● GOAL OF THE EXERCISE
Could you duplicate the passage of the forum thread on delivery drivers and customers, from "I always do" up to and including "the customer back."?

● EXCERPTED TEXT
------------------------
I always do the right thing by contacting support because in most cases, I am picking up an order that is unavailable because another driver just canceled instead of contacting support. I am usually calling support while going to pick up or drop from another platform so its not a huge deal. I am not going to sit at a restaurant for 20 minutes on support call and waste time and money.



NOXDriver said:


> You lost me at the part where you texted the customer back.
> I'll allow ONE text only if it clarifies the delivery address.


:i'm mad: Its called common courtesy. Customers view us like pieces of doo because a lot of you act condescending to them. If a customer wants to talk to you, talk to them. I know you are busy. I know it is annoying. I do not care what you think or what you feel. I could be the next driver they get when they order again and I get stiffed a tip because you as an <insert noun profanity here>.



NOXDriver said:


> You send me two or more texts I pick up the food and then call support that you are harassing me and I feel unsafe to deliver. My Dogs get a free dinner.


I have done this before but ONLY when the customer is obviously harassing me. If the customer has legitimate questions or concerns or changes to the order or the delivery, you should talk to the customer. Do not treat customers any different then you would if you worked for an employer and had rules on how to talk to customers. Yes you are an independent contractor but you still need to use common courtesy and some decency towards a fellow human being, and honestly, your parents failed you somewhere along the way if I even need to tell you that.


----------
------------------------
[Point-based annotation data]
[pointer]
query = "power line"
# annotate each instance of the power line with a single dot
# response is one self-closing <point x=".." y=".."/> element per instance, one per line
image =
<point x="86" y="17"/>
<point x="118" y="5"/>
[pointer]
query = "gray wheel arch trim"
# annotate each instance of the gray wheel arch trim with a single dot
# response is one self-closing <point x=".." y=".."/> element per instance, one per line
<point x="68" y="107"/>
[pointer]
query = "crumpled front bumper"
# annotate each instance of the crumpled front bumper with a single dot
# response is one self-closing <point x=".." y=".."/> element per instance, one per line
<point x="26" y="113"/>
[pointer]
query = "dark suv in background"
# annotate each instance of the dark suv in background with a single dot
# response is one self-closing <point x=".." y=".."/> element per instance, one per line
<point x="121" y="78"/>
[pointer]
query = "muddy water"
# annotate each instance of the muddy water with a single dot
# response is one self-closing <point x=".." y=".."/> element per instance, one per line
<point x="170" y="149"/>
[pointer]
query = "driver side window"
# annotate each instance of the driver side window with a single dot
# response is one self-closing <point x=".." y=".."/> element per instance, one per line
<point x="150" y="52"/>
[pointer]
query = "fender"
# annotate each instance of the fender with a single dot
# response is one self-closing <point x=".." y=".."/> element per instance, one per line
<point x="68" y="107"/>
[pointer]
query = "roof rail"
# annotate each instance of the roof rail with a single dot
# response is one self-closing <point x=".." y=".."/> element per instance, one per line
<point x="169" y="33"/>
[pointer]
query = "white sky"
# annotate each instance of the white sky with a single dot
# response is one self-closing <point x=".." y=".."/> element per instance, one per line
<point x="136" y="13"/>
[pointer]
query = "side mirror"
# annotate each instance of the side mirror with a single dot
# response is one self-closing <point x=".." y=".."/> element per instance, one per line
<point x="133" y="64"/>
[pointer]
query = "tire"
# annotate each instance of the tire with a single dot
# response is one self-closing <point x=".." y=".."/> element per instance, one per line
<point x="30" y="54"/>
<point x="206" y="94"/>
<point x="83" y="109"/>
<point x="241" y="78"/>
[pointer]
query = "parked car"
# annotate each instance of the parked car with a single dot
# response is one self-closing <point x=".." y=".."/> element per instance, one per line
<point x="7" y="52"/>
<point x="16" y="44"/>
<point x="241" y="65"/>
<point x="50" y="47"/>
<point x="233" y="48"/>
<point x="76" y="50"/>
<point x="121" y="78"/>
------------------------
● TASK RESPONSE
I always do the right thing by contacting support because in most cases, I am picking up an order that is unavailable because another driver just canceled instead of contacting support. I am usually calling support while going to pick up or drop from another platform so its not a huge deal. I am not going to sit at a restaurant for 20 minutes on support call and waste time and money.



NOXDriver said:


> You lost me at the part where you texted the customer back.